Dataset entries
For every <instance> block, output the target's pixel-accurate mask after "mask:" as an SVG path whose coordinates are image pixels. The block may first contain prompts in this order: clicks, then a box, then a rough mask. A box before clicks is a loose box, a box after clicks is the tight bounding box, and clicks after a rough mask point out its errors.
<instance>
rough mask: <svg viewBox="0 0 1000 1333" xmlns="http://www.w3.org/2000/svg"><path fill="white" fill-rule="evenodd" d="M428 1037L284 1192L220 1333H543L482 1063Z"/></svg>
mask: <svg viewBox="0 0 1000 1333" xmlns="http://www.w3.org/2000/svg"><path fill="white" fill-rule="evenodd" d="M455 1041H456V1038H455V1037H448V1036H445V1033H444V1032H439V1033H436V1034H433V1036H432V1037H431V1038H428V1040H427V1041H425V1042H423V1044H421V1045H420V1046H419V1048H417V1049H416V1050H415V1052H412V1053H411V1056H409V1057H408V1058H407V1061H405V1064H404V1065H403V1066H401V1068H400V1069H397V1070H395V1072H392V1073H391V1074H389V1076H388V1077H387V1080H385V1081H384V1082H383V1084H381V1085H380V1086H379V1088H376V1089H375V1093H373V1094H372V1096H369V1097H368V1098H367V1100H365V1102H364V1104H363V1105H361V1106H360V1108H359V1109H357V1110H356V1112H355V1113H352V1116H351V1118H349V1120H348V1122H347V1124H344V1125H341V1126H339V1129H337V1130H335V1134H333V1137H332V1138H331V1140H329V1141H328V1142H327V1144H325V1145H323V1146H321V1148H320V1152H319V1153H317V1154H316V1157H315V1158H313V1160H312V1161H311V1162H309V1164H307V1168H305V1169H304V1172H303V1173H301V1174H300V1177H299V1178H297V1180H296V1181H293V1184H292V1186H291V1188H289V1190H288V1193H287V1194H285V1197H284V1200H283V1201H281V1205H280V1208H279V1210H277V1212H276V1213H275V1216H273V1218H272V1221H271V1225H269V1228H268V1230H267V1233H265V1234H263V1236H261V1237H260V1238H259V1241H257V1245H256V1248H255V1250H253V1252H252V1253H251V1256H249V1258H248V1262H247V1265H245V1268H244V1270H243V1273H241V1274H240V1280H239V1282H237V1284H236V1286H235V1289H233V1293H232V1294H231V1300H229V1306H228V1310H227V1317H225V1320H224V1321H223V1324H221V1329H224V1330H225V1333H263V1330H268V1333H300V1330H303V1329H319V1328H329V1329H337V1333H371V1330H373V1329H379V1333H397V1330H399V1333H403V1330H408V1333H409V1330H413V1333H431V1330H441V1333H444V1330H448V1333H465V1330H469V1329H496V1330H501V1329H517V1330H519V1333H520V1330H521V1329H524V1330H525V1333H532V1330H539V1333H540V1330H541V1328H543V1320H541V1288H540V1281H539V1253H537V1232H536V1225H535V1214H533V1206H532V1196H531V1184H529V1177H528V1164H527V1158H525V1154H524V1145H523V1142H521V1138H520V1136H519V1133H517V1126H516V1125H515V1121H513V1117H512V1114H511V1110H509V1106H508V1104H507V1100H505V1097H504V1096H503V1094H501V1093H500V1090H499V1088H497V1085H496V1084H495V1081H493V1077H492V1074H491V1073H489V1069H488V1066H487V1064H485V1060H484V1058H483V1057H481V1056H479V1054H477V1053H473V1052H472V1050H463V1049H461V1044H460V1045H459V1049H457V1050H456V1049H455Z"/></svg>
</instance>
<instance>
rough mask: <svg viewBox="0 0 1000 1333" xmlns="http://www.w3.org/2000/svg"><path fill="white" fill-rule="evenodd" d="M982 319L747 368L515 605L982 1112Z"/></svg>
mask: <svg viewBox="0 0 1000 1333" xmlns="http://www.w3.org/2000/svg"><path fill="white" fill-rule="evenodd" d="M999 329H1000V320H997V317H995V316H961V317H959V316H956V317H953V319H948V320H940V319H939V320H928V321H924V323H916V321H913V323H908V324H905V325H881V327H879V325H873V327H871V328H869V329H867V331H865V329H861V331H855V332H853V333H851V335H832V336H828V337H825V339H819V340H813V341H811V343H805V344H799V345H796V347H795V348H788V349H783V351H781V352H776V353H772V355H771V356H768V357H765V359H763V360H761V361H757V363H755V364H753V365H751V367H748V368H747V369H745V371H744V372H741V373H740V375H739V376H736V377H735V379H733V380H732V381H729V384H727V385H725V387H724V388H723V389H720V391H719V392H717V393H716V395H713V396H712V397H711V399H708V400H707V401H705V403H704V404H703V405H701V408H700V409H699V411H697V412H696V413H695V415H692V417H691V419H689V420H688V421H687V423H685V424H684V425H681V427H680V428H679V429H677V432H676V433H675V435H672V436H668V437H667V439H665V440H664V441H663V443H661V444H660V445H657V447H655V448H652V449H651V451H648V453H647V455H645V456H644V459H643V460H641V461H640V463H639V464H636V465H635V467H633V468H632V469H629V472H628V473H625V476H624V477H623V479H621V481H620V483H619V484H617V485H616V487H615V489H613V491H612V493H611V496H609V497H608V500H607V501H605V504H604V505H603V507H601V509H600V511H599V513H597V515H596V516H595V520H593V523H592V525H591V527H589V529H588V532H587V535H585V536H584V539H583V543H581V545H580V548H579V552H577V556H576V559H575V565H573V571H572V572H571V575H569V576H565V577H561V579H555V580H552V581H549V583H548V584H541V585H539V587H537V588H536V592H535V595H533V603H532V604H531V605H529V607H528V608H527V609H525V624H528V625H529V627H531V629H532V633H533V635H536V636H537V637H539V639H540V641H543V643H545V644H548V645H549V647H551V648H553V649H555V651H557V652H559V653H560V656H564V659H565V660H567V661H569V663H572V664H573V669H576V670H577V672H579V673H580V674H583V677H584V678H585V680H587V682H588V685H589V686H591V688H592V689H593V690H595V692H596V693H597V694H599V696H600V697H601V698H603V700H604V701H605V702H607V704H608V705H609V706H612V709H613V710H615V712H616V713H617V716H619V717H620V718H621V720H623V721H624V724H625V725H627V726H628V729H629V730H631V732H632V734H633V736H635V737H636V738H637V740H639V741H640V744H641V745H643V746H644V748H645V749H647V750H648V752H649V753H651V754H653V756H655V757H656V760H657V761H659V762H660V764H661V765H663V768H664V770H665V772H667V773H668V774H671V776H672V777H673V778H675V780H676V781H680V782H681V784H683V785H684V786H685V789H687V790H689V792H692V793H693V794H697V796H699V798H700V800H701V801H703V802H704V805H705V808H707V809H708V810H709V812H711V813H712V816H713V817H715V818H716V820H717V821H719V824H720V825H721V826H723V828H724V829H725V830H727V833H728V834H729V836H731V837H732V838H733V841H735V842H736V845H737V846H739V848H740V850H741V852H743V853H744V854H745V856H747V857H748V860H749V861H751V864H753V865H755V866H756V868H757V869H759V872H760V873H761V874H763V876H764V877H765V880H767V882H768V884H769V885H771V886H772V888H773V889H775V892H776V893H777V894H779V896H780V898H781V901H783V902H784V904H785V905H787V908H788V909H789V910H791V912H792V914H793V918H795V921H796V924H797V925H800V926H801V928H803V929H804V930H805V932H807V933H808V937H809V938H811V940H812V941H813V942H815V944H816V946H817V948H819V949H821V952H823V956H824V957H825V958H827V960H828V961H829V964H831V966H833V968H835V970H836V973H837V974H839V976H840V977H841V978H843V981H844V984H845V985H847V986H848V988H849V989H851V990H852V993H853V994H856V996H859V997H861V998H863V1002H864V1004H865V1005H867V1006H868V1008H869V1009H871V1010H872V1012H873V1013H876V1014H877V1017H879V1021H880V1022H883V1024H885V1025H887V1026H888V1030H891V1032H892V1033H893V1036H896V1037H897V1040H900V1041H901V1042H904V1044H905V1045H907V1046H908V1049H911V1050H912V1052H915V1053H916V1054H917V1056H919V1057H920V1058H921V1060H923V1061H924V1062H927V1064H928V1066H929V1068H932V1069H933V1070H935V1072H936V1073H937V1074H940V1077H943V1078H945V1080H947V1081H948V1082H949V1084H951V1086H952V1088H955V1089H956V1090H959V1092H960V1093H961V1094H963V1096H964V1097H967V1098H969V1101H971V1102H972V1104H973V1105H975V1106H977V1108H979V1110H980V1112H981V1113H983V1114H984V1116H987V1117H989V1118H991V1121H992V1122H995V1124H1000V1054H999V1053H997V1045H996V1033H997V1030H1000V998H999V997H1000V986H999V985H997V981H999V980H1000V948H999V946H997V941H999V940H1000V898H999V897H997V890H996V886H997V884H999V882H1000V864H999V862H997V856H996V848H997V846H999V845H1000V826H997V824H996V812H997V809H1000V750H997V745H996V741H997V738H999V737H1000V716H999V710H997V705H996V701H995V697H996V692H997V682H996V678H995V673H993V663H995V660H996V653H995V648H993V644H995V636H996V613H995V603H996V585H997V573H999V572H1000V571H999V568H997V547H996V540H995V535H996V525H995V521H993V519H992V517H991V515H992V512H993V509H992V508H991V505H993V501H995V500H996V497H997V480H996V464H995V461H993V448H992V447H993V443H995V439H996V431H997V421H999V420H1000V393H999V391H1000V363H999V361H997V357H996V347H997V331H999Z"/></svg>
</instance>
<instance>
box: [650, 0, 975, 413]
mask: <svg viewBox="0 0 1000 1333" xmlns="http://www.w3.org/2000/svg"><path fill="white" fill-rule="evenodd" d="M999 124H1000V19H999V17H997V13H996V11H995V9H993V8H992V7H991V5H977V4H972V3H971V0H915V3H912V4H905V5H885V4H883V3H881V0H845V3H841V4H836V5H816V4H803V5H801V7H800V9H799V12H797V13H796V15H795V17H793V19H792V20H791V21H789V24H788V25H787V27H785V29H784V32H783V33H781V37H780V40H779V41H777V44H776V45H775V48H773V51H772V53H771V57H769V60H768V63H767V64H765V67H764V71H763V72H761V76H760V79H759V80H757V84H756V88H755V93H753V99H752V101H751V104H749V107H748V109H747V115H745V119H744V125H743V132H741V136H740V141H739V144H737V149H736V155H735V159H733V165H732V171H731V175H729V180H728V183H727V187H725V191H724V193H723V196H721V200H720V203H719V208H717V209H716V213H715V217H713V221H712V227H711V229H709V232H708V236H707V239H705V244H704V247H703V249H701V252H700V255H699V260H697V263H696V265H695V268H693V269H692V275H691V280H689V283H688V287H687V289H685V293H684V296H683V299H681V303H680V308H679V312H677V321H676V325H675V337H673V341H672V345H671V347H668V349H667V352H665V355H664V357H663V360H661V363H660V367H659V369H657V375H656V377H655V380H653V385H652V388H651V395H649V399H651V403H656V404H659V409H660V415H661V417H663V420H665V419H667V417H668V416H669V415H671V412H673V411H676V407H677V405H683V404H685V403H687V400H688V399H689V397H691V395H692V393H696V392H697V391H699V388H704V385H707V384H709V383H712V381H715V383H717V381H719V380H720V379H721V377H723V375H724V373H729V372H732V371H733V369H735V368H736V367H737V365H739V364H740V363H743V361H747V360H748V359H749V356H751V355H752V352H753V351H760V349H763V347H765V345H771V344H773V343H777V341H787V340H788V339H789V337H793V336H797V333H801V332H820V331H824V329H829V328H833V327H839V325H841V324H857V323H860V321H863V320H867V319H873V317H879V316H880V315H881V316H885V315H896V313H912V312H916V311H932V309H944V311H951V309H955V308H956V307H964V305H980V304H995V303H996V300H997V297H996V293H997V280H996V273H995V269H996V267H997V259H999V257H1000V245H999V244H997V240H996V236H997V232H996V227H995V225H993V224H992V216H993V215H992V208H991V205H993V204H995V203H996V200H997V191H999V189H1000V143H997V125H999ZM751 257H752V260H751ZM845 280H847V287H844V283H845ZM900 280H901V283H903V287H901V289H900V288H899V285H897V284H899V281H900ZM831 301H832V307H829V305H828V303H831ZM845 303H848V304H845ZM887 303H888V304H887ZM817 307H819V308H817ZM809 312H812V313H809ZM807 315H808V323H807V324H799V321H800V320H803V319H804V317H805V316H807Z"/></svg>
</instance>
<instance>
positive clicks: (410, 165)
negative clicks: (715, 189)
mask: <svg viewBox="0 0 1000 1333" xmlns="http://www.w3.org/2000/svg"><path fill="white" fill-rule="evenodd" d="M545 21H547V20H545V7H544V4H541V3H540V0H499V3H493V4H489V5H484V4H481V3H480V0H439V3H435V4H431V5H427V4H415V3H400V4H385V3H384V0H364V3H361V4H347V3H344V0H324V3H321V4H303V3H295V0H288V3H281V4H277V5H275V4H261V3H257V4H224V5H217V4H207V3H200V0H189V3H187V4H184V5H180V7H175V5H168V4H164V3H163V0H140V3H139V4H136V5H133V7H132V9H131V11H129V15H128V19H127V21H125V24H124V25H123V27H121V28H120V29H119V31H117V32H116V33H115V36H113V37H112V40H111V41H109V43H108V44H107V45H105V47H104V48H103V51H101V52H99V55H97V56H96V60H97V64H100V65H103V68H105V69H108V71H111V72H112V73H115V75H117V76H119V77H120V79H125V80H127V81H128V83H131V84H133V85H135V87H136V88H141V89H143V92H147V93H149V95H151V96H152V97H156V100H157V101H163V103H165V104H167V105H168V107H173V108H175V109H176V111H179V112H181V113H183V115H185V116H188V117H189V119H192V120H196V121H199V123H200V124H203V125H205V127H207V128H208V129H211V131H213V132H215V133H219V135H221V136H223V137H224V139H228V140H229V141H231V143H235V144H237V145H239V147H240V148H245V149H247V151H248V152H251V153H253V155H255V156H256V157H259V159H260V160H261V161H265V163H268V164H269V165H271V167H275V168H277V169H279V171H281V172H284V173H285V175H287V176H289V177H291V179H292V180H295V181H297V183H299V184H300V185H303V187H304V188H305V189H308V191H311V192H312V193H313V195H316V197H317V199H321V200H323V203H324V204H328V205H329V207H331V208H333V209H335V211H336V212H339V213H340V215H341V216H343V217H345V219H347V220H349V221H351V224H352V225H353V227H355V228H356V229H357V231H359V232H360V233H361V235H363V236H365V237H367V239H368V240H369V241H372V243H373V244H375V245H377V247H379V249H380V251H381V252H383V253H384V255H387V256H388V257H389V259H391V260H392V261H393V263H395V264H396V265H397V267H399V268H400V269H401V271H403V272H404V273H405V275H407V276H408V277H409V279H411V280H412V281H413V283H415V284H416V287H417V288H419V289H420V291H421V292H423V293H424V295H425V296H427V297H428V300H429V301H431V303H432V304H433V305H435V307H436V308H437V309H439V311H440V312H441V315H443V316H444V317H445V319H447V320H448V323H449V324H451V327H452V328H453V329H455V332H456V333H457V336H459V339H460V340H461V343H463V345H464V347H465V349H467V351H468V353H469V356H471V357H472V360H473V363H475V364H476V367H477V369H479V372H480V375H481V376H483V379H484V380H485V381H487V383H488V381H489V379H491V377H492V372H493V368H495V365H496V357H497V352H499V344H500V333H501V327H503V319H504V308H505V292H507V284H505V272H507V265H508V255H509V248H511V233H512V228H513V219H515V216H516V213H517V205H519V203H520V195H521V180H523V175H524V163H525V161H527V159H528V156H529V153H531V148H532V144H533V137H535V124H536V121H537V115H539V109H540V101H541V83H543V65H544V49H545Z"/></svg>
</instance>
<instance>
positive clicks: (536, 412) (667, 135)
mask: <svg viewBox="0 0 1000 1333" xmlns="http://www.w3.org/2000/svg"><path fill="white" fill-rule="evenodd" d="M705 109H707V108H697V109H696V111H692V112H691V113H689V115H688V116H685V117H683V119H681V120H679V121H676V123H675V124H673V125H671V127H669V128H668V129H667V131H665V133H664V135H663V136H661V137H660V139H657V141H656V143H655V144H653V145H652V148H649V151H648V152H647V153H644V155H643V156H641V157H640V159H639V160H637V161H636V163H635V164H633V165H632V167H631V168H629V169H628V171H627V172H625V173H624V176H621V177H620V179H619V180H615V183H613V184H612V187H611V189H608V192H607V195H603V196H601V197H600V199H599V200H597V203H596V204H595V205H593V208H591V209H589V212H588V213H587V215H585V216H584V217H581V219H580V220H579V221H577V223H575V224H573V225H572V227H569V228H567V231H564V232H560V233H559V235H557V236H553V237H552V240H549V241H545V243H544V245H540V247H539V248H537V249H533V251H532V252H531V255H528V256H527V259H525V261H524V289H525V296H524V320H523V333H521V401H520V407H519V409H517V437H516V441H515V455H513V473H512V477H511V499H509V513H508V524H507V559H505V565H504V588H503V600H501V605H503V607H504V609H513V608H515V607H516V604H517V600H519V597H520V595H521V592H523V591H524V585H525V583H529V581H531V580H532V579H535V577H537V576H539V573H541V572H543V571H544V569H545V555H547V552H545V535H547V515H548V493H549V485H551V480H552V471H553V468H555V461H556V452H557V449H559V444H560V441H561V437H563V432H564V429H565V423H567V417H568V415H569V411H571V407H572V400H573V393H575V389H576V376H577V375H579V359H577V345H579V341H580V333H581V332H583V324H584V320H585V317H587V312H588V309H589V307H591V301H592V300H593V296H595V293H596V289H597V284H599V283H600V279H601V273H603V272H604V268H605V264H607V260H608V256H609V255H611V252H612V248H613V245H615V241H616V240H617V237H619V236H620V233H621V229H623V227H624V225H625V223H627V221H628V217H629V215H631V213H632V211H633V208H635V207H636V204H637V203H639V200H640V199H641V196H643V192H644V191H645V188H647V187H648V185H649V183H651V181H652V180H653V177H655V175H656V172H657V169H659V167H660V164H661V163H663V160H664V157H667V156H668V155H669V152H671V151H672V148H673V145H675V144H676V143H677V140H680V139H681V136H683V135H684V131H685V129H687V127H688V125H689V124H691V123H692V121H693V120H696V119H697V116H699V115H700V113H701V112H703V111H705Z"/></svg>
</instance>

*EXERCISE DESCRIPTION*:
For each line above that includes the word "clicks", make a copy of that line.

*RESPONSE TO THIS EXERCISE*:
For every <instance> block, output the target's pixel-accurate mask after "mask:" as an SVG path whose coordinates are image pixels. The block may first contain prompts in this order: clicks, then a box, then a rough mask. A box before clicks is a loose box, a box after clicks is the tight bounding box, and clicks after a rough mask point out its errors.
positive clicks: (410, 165)
negative clicks: (715, 189)
positive clicks: (536, 412) (667, 135)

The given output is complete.